Qué se pide: Selecciona todas las líneas de las entradas que contienen la palabra "building" y cópialas.

>>>

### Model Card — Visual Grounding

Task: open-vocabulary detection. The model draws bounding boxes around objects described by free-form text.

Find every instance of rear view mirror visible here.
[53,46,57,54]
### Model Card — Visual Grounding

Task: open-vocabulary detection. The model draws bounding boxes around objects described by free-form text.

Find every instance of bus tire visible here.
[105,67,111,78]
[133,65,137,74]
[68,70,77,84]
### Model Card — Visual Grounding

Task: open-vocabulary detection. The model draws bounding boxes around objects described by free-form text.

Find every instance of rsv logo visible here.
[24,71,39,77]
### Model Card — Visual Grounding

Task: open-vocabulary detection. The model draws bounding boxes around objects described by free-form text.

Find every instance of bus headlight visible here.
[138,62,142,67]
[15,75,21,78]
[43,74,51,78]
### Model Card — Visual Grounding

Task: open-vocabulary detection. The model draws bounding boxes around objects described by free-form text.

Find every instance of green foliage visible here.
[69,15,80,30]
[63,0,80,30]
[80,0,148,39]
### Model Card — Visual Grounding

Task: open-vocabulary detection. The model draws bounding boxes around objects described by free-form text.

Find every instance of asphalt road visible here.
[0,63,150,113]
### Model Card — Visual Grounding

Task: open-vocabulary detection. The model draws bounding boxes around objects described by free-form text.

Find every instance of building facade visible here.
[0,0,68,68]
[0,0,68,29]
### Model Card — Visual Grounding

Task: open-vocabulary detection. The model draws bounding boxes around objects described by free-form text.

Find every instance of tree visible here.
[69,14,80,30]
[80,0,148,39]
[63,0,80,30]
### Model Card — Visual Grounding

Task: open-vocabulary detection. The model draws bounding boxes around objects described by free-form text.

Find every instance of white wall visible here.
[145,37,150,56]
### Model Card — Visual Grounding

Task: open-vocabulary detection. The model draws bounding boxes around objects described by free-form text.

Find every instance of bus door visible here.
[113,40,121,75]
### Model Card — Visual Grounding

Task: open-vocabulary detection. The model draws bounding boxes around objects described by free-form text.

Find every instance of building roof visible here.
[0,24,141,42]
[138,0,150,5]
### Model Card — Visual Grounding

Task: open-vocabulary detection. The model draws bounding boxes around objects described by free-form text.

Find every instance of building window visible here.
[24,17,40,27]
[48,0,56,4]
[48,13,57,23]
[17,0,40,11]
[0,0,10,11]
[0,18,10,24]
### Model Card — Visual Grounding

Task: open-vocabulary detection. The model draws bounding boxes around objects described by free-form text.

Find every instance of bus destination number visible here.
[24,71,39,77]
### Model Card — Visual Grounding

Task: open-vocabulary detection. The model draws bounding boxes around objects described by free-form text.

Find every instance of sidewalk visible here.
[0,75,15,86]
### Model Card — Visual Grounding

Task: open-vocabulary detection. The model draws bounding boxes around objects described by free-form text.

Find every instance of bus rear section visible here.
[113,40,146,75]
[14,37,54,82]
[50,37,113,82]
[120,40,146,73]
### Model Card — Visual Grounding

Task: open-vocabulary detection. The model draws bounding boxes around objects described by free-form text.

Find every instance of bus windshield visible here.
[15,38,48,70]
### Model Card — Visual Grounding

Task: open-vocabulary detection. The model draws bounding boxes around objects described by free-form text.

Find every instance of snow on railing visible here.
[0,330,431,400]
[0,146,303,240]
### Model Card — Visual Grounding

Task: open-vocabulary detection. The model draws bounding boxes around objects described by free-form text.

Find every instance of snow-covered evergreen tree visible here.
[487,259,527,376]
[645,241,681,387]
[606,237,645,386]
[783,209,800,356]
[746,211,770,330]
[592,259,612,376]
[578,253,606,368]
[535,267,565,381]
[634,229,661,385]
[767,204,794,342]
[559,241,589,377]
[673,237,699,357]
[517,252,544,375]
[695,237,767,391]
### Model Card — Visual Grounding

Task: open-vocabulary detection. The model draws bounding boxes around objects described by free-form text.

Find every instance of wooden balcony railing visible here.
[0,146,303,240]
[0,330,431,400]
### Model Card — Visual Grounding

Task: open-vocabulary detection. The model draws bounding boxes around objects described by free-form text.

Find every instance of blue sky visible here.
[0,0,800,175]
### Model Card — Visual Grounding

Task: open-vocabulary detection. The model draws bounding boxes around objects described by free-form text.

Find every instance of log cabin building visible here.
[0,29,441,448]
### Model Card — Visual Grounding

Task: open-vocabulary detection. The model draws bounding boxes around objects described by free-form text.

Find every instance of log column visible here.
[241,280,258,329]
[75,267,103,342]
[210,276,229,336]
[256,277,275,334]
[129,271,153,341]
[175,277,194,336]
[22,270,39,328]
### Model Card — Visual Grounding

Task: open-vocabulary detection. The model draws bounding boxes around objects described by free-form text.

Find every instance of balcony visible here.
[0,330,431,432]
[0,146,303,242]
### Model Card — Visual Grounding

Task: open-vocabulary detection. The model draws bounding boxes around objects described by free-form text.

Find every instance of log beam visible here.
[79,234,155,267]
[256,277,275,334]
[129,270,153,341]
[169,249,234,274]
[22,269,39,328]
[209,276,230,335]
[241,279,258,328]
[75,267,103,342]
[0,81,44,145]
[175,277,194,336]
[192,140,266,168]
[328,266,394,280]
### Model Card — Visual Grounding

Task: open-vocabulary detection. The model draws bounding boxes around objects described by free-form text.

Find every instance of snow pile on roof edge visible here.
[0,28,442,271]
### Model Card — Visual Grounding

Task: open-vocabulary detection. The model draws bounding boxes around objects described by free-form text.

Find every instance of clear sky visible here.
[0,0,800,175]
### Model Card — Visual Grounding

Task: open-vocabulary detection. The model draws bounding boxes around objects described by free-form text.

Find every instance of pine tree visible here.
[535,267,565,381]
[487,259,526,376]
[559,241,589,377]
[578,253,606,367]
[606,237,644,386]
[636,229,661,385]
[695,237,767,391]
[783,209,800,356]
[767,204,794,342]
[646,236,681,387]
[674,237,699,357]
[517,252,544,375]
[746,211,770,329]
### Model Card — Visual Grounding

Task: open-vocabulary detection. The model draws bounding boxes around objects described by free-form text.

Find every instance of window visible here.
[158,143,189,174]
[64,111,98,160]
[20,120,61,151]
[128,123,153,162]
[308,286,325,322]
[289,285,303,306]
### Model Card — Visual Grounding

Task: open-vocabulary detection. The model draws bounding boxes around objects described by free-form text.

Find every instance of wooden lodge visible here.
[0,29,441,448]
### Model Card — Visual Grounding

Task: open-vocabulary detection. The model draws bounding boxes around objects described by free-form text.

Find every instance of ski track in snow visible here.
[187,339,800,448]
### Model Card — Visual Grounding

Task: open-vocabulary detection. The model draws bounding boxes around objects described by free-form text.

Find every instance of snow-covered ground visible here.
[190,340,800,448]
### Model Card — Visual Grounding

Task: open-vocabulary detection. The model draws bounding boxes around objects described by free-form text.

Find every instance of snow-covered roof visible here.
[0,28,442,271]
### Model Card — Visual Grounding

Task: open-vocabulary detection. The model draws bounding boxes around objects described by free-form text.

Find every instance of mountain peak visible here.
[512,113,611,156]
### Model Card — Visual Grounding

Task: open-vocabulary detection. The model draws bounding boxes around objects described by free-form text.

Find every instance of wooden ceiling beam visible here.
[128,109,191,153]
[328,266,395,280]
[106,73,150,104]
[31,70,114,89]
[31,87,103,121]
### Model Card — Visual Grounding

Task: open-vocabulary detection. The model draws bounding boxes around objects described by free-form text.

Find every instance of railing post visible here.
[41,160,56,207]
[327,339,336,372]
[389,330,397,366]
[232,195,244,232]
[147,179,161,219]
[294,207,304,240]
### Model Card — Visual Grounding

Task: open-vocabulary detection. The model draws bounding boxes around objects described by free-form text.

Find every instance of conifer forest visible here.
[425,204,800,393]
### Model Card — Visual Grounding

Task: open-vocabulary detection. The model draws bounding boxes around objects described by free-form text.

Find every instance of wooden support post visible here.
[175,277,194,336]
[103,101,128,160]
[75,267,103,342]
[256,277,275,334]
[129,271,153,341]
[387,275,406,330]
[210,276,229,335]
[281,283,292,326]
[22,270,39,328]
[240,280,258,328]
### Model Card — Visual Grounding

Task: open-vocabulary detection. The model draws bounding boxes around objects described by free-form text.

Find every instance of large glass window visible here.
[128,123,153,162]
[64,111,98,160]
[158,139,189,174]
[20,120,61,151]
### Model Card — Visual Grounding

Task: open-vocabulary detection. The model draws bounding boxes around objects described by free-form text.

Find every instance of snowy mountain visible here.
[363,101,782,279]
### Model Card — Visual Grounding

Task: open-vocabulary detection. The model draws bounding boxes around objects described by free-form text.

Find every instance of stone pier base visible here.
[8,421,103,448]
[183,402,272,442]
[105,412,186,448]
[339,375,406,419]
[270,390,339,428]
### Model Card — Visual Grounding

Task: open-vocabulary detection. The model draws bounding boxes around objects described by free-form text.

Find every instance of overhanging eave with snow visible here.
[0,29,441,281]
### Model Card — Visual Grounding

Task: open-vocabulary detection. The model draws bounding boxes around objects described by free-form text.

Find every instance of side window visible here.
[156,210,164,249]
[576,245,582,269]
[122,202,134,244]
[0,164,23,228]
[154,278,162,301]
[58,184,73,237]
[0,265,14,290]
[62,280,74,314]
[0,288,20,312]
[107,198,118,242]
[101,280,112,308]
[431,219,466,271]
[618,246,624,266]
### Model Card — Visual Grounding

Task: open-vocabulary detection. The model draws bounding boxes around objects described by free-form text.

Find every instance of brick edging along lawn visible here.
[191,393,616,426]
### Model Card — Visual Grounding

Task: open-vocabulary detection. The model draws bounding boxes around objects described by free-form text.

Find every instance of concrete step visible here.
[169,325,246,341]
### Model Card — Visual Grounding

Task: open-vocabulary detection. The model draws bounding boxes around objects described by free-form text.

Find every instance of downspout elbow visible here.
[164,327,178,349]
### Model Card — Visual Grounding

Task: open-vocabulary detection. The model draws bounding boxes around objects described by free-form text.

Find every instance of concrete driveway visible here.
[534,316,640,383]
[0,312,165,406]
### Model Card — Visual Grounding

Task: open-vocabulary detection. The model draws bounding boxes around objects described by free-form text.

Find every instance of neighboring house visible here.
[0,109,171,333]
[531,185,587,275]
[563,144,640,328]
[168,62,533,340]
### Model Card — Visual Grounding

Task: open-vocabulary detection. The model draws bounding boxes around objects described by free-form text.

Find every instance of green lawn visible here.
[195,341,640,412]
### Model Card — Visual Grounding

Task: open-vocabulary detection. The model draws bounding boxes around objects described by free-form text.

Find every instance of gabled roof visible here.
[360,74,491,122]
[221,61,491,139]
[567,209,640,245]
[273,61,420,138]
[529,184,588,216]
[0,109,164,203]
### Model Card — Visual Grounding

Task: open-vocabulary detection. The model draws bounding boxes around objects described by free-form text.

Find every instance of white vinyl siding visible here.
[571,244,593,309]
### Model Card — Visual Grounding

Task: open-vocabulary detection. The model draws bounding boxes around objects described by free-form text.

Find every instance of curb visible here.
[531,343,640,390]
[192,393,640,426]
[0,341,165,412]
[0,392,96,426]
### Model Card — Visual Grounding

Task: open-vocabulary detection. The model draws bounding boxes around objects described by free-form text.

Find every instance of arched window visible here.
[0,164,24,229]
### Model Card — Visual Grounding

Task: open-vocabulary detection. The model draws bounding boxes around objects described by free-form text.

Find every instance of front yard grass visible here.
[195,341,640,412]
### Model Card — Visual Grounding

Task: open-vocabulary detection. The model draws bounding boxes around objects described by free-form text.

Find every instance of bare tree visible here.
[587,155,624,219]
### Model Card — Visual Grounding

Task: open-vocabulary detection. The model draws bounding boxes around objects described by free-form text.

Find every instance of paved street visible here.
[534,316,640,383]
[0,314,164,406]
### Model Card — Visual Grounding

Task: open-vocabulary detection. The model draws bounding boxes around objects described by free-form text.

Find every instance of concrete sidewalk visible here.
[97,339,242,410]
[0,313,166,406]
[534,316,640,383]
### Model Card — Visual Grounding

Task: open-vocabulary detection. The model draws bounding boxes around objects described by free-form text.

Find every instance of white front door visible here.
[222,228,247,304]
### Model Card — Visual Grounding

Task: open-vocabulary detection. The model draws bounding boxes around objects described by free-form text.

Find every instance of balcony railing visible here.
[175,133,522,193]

<<<

Respuesta correcta:
Find every instance of building facade visible here.
Find every instance of building roof visible here.
Find every instance of building window visible here.
Find every instance of log cabin building visible here.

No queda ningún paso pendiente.